Word for word, the records below are to be set down again.

BEGIN INPUT MATERIAL

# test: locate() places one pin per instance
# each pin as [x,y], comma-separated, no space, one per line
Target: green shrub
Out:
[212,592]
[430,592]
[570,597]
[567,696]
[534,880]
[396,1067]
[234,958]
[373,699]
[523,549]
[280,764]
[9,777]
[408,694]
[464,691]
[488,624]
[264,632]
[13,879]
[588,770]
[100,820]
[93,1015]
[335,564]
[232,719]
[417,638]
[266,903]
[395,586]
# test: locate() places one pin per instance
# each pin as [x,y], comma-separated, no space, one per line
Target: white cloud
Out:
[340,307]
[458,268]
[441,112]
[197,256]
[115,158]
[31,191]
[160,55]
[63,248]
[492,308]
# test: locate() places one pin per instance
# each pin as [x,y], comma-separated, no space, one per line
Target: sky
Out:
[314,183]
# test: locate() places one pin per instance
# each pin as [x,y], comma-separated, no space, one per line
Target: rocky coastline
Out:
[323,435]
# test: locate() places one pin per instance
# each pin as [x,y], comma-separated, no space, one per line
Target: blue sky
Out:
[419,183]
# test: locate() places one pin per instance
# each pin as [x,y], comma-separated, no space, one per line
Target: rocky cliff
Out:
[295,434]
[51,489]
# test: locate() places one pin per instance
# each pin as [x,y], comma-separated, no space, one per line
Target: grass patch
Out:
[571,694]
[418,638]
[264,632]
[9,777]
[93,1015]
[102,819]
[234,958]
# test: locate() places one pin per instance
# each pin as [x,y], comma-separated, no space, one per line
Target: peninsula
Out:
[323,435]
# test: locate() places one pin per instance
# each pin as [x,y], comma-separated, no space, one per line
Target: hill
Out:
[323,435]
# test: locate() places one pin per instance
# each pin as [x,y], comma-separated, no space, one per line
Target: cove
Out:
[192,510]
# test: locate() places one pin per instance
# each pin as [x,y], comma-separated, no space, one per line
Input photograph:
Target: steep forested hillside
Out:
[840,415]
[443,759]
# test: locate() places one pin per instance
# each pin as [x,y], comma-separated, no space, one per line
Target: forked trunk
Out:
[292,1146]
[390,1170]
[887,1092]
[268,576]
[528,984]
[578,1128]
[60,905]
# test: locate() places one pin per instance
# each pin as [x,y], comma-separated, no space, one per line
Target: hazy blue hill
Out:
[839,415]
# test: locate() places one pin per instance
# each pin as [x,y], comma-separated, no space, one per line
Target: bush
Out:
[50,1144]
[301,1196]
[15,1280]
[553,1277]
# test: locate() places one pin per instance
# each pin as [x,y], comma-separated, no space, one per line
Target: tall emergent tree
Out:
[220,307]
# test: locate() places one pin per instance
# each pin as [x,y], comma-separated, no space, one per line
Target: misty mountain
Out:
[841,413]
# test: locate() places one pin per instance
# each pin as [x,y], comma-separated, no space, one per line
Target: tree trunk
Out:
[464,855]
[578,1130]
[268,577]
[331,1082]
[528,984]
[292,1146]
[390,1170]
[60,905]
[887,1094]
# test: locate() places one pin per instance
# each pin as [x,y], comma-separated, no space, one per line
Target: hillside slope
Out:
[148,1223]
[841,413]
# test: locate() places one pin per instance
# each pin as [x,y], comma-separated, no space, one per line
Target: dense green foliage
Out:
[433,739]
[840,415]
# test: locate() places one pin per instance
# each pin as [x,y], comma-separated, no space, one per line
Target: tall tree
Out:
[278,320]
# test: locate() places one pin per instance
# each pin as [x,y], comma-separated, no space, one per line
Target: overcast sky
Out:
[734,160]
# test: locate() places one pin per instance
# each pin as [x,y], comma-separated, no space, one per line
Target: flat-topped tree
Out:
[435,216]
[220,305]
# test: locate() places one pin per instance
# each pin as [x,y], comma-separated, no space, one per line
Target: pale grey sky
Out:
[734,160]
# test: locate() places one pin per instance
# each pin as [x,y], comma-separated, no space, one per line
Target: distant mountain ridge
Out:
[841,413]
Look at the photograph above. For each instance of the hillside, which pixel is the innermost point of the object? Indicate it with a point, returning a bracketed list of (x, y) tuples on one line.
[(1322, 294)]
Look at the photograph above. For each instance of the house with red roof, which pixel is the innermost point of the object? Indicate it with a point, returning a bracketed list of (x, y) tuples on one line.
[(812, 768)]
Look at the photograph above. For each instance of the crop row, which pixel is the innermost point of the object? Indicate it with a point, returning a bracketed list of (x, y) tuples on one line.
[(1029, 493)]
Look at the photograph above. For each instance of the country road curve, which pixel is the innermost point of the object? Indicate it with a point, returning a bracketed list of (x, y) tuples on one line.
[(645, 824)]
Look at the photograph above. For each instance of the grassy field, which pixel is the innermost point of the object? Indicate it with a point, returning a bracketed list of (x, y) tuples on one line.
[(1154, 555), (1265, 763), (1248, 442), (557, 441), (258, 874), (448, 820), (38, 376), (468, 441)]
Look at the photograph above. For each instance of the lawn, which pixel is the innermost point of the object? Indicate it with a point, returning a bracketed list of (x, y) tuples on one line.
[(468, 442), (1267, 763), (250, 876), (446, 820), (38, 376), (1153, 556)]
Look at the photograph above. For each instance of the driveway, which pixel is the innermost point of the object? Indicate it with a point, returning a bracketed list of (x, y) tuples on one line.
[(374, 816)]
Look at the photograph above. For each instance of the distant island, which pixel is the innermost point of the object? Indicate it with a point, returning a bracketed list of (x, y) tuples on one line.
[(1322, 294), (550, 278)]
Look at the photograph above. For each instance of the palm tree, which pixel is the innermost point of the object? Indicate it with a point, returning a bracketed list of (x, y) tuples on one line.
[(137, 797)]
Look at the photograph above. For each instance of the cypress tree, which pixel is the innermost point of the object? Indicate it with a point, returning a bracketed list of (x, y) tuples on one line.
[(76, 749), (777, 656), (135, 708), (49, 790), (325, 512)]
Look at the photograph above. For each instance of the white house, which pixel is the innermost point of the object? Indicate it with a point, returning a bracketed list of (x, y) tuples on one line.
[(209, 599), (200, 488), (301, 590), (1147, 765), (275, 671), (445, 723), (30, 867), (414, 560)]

END INPUT MATERIAL

§ **PROBLEM SOLUTION**:
# test: locate() places one pin per instance
# each pin as [x,y], comma-separated, no space, one per line
Target: green shrub
Out:
[212,592]
[430,592]
[570,597]
[567,696]
[534,880]
[396,1067]
[234,958]
[373,699]
[523,549]
[280,764]
[9,777]
[408,694]
[464,691]
[488,624]
[264,632]
[13,879]
[588,770]
[100,820]
[93,1015]
[335,564]
[232,719]
[417,638]
[266,903]
[395,586]
# test: locate() places one pin per instance
# each pin as [x,y], comma-separated, no space, one per line
Target: white cloud
Out:
[340,307]
[458,268]
[441,112]
[197,256]
[115,158]
[31,191]
[160,55]
[63,248]
[492,308]
# test: locate() places one pin per instance
# each pin as [x,y], comma-separated, no space, one per line
Target: sky
Out:
[314,183]
# test: locate() places one pin per instance
# each pin as [x,y], comma-separated, no space, one per line
Target: rocky coastline
Out:
[323,435]
# test: locate() places one pin per instance
# each pin as [x,y], comma-separated, no space, one per line
Target: blue sky
Out:
[419,183]
# test: locate() places one pin per instance
# each pin as [x,y], comma-separated, no space, one per line
Target: rocky cliff
Out:
[295,434]
[51,489]
# test: locate() places one pin per instance
# each pin as [x,y], comma-separated, no space, one per line
Target: grass patch
Out:
[571,694]
[418,638]
[264,632]
[9,777]
[93,1015]
[102,819]
[234,958]
# test: locate() places one pin per instance
# each pin as [x,y], comma-separated, no space, one per line
Target: peninsula
Out:
[323,435]
# test: locate() places one pin per instance
# each pin as [x,y], comma-separated, no space, one per line
Target: hill
Out:
[323,435]
# test: locate() places one pin per instance
# each pin as [x,y], comma-separated, no space, one per line
Target: cove
Out:
[192,510]
# test: locate() places one pin per instance
# each pin as [x,y], comma-separated, no space, one per line
Input photograph:
Target: steep forested hillside
Out:
[840,415]
[443,759]
# test: locate() places one pin per instance
# each pin as [x,y], comma-separated, no space, one per line
Target: forked trunk
Out:
[292,1146]
[390,1170]
[887,1092]
[268,576]
[528,984]
[578,1128]
[60,905]
# test: locate() places one pin per instance
# each pin as [x,y], comma-separated, no space, one per line
Target: hazy blue hill
Out:
[839,415]
# test: locate() places one pin per instance
# each pin as [x,y], comma-separated, no space, one per line
Target: bush
Out:
[50,1144]
[301,1196]
[15,1280]
[553,1277]
# test: locate() places one pin per instance
# each pin as [x,y], comma-separated, no space, one per line
Target: tall emergent tree
Out:
[220,307]
# test: locate() places one pin per instance
# each pin as [x,y], comma-separated, no space, one per line
Target: misty mountain
Out:
[841,413]
# test: locate() places one pin per instance
# each pin as [x,y], comma-separated, no space, one per line
Target: tree trunk
Out:
[464,855]
[578,1130]
[268,577]
[331,1082]
[528,984]
[292,1146]
[390,1170]
[60,905]
[887,1094]
# test: locate() places one pin per instance
# each pin as [x,y], comma-separated, no space, one per line
Target: hillside slope
Out:
[148,1223]
[841,413]
# test: locate() places one pin per instance
# each pin as [x,y], comma-separated, no space, one per line
Target: dense green foliage
Out:
[433,739]
[840,415]
# test: locate() places one pin per instance
# each pin as [x,y], comma-separated, no space, one per line
Target: tall tree
Out:
[278,320]
# test: locate() places one pin per instance
# each pin as [x,y], comma-separated, no space, one per line
Target: overcast sky
Out:
[734,160]
# test: locate() places one pin per instance
# each pin as [x,y], comma-separated, no space, one per line
Target: flat-topped tree
Out:
[435,216]
[220,305]
# test: locate() places one pin per instance
# each pin as [x,y], comma-separated, no space, one per line
Target: pale grey sky
Out:
[734,160]
# test: locate() places one pin per instance
# each pin as [x,y], comma-separated, no space, one per line
Target: distant mountain ridge
Out:
[841,413]
Look at the photograph above. For each instance of the hillside, which pixel is the innermost point of the object? Indicate it with a point, returning a bracketed list of (x, y) tuples on one line.
[(1322, 294)]
Look at the photograph above. For each instance of the house with red roof, which pixel is the innermost point of the object? Indicate it with a point, returning a bracketed list of (x, y) tuples on one line.
[(812, 768)]
Look at the photograph above. For each instance of the crop row, which pixel is the innermost point of the object? Indicate it with a point, returning a bracketed list of (x, y) tuples on one line.
[(1029, 493)]
Look at the photograph above. For each instance of the country road curve, which pixel is the innermost point of the object? Indicate it with a point, returning a bracketed list of (x, y) tuples on one line.
[(645, 824)]
Look at the photograph above. For each instance of the grassy field, which pixel is the innermost point of the object? Indicate it with a point, returning a bracketed list of (x, y) tuples on one line.
[(1154, 555), (1265, 763), (1248, 442), (557, 441), (258, 874), (448, 820), (38, 376), (468, 441)]
Look at the photograph above. For each instance of the lawn, which pixel is the innermost point of the object? Indicate it with a point, returning a bracketed list of (x, y) tuples on one line.
[(468, 442), (1267, 763), (250, 876), (446, 820), (38, 376), (1153, 556)]
Look at the photograph above. For each instance of the driveway, which pixel is the innermost point of the object? Indicate it with a point, returning a bracketed list of (x, y) tuples on one line.
[(374, 816)]
Look at the photograph above. For each instance of the distant island, which pixel is the innermost point of the object? Indicate it with a point, returning a bracketed list of (x, y) tuples on one line.
[(1322, 294), (550, 278)]
Look at the photograph above. For each instance of the palm tree, which pixel is the innermost point of the object? Indicate it with a point, returning a bracketed list of (x, y) tuples on one line.
[(137, 797)]
Look at the photograph above. For each instance of the cypress tree, which pixel is the innermost point of the object? Indicate it with a point, returning a bracketed list of (x, y) tuples on one line.
[(76, 749), (777, 656), (135, 708), (49, 790), (325, 512)]
Look at the photograph above. For each instance of the white house, which pixel is the innermost point of the object? Indicate it with a point, returning a bracketed list of (x, y) tuples on one line.
[(209, 599), (200, 488), (301, 590), (1147, 765), (275, 671), (445, 723), (30, 867), (414, 560)]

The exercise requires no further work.